Document passage:
* * * * * * * * *

What is Zika virus?

Zika virus is a mosquito-borne virus passed from an infected person to another person through the bite of a female Aedes mosquito. Originally isolated in 1947 in a monkey from a Ugandan forest, the Zika virus (ZIKV) wasn’t seen in humans until several years later. Since 2007 ZIKV disease outbreaks have become more frequent and of a larger scale: Africa was first affected and more recently Asia, Pacific, Caribbean and the Americas.


The mosquitoes that transmit Zika virus are also the main vectors for dengue fever and chikungunya; they are usually found near human habitation and are active during daylight hours – dawn and dusk are the peak feeding times. They are found in most tropical and sub-tropical regions of the world so the risk of further spread of the virus to unaffected countries is real. 


Many people suffering infection with Zika virus will show no symptoms – around 1-in-5 will develop Zika virus disease (ZVD). Symptoms are similar to those of dengue fever: headache, fever, joint pain, and rash. Unlike dengue, sore, red eyes from conjunctivitis is common in ZVD. In most cases symptoms resolve in under a week and severe disease is rare: there have been several reports of a potentially severe autoimmune disease, Guillain-Barré syndrome, following ZIKV infection.

A diagnosis is made through blood testing and because of the similarity of the symptoms to dengue and chikungunya, these must be excluded.

* * * * * * * * *

Aim of the task:
Please extract everything in the Zika virus text from "What is Zika" down to "and the Americas.", copying it word for word. The listing that follows was taken from a different source.

* * * * * * * * *

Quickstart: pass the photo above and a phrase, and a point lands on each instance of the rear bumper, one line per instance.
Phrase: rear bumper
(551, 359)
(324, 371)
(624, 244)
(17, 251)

* * * * * * * * *

Exercise output:
What is Zika virus?

Zika virus is a mosquito-borne virus passed from an infected person to another person through the bite of a female Aedes mosquito. Originally isolated in 1947 in a monkey from a Ugandan forest, the Zika virus (ZIKV) wasn’t seen in humans until several years later. Since 2007 ZIKV disease outbreaks have become more frequent and of a larger scale: Africa was first affected and more recently Asia, Pacific, Caribbean and the Americas.